- _TO DO_
I would like you to restate each record word for word.
- - - - -
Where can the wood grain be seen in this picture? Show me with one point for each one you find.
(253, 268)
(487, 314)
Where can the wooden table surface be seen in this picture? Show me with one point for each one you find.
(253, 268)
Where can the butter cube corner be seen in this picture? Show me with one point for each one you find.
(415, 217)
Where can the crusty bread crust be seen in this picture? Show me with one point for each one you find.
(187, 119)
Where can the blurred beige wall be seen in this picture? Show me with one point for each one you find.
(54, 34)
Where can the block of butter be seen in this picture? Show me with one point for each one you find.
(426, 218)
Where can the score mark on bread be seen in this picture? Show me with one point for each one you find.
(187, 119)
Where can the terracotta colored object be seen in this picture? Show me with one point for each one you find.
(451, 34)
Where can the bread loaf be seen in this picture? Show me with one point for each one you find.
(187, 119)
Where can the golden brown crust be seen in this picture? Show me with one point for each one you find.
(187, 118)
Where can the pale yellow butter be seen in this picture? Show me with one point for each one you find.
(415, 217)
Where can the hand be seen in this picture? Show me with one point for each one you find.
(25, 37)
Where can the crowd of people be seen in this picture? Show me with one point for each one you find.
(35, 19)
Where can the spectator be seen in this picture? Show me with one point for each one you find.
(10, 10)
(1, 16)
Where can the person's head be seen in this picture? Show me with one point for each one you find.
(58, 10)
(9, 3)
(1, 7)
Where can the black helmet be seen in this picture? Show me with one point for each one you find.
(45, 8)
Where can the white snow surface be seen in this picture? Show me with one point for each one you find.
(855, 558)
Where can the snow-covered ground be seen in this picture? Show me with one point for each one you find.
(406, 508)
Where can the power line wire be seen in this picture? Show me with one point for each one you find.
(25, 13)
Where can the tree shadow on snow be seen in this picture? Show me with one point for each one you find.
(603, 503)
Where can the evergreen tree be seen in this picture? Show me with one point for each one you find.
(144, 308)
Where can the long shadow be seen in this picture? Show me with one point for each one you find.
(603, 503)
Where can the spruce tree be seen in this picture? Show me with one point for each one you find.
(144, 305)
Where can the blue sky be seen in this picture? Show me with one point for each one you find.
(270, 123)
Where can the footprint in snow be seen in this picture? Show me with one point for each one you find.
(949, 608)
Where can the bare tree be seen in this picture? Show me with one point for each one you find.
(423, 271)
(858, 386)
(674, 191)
- - - - -
- _WRITTEN SOLUTION_
Where can the wood grain be seen in this picture? Show me with one point for each one you find.
(253, 268)
(487, 314)
Where can the wooden table surface be seen in this picture? Show me with one point for each one you find.
(253, 268)
Where can the butter cube corner be seen in this picture? Show me with one point for each one you find.
(415, 217)
Where can the crusty bread crust be seen in this picture? Show me with one point for each one you find.
(187, 119)
Where can the blurred beige wall be seen in this picture? Show me with one point for each one you find.
(54, 34)
Where can the block of butter be seen in this picture? Show me with one point for each one you find.
(426, 218)
Where can the score mark on bread be seen in this picture? Show me with one point for each one you find.
(187, 119)
Where can the terracotta colored object be seen in this picture? Show me with one point for each one you find.
(451, 34)
Where can the bread loaf be seen in this picture? Show me with one point for each one you find.
(187, 119)
Where can the golden brown crust be seen in this picture? Show me with one point for each one you find.
(187, 118)
Where can the pale yellow butter be seen in this picture? Show me with one point for each one you find.
(415, 217)
Where can the hand be seen in this picture? Show me with one point for each one you find.
(25, 37)
Where can the crowd of people be seen in this picture? Show me with one point for each one you find.
(35, 19)
Where can the spectator be seen in this picture? Show me with one point for each one you find.
(10, 10)
(1, 16)
Where can the person's head be seen in this picture? Show me with one point for each one you find.
(58, 10)
(9, 3)
(1, 7)
Where can the black helmet be seen in this picture? Show me with one point for each one you find.
(45, 8)
Where can the white snow surface be seen in this picture? Show me with one point for each one you find.
(855, 558)
Where can the snow-covered ground be seen in this picture? Show me with one point for each one you find.
(406, 508)
Where can the power line wire be seen in this picture? Show me with one point for each one you find.
(25, 13)
Where can the tree shadow on snow be seen in this picture? Show me with one point for each one you find.
(603, 503)
Where can the evergreen tree be seen in this picture? Show me with one point for each one you find.
(144, 308)
Where can the long shadow be seen in this picture? Show me with one point for each one you find.
(603, 503)
Where can the spruce tree be seen in this picture? Show me with one point for each one you find.
(144, 305)
Where can the blue sky be seen in this picture? Show me with one point for each one you find.
(270, 123)
Where can the footprint in snow be seen in this picture? Show me with one point for each one you find.
(949, 608)
Where can the bare tree be seen in this picture? Show me with one point for each one you find.
(423, 271)
(858, 386)
(674, 191)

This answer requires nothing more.